Your objective: Copy word for word the stretch of the Auburn Manufacturing text from "Auburn Manufacturing Inc." through "to 30 countries.".

Quoted text:
Auburn Manufacturing Inc. is a U.S. company based in Mechanic Falls, Maine. The company produces heat- and fire-resistant fabrics for industrial use, supplying the United States Navy and other customers.

Founded in 1979, Auburn Manufacturing is known for its disputes with Chinese competitors over unfair trade practices. The company manufactures amorphous silica fabric and other products, which it sells to 30 countries.

Leadership 
Auburn Manufacturing is owned by Kathie Leonard, who serves as president and CEO. Leonard founded the company at the age of 27, growing it into a business with two locations and about 50 employees.

Before Auburn Manufacturing, Leonard began her career at a Lewiston, Maine mill that produced an industrial fabric to replace asbestos. She is an advocate for female entrepreneurship, saying that it creates “ladders for women.”

Provided material:
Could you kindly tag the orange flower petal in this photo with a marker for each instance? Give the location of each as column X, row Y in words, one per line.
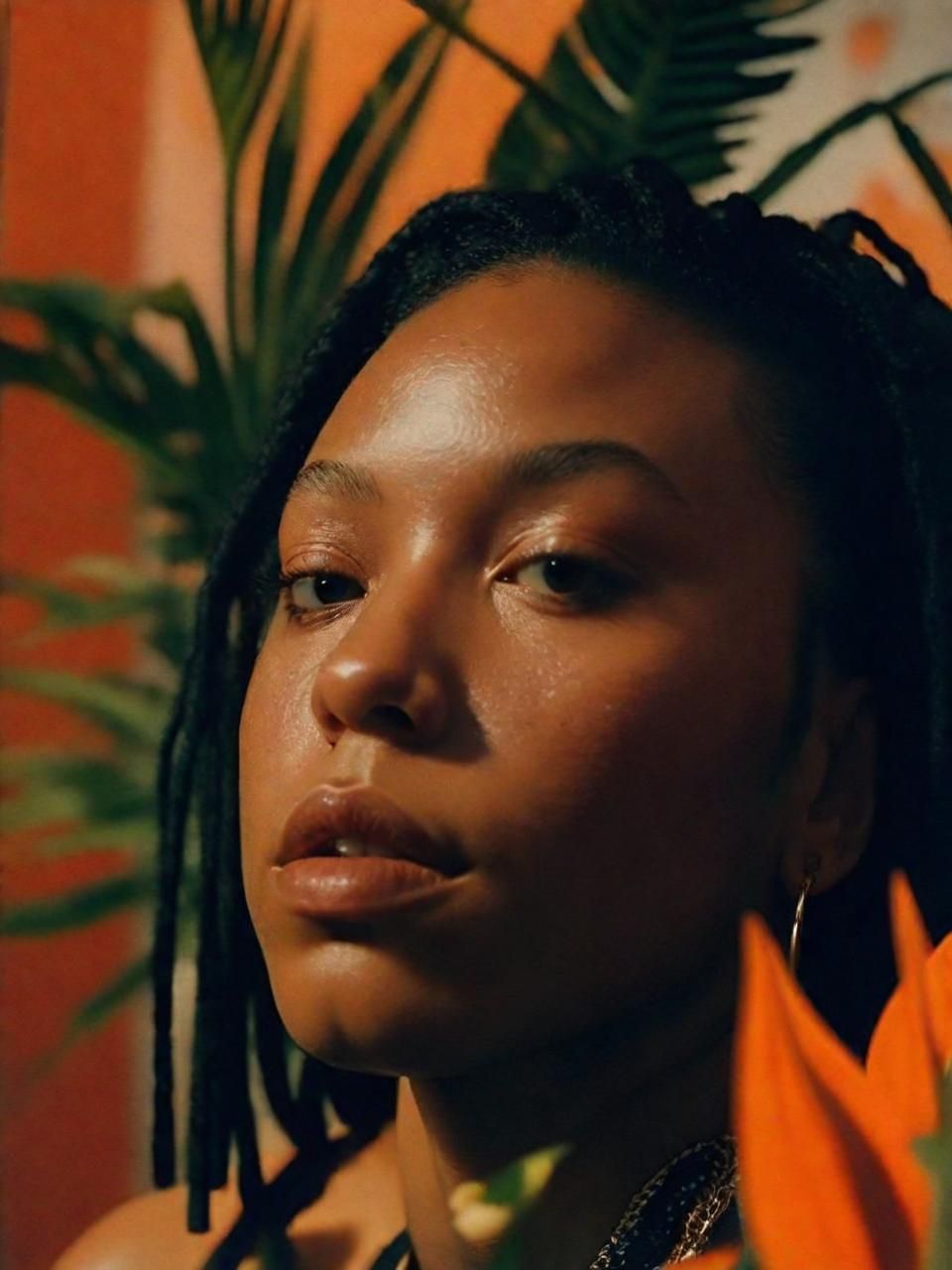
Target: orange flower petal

Task result:
Auburn Manufacturing Inc. is a U.S. company based in Mechanic Falls, Maine. The company produces heat- and fire-resistant fabrics for industrial use, supplying the United States Navy and other customers.

Founded in 1979, Auburn Manufacturing is known for its disputes with Chinese competitors over unfair trade practices. The company manufactures amorphous silica fabric and other products, which it sells to 30 countries.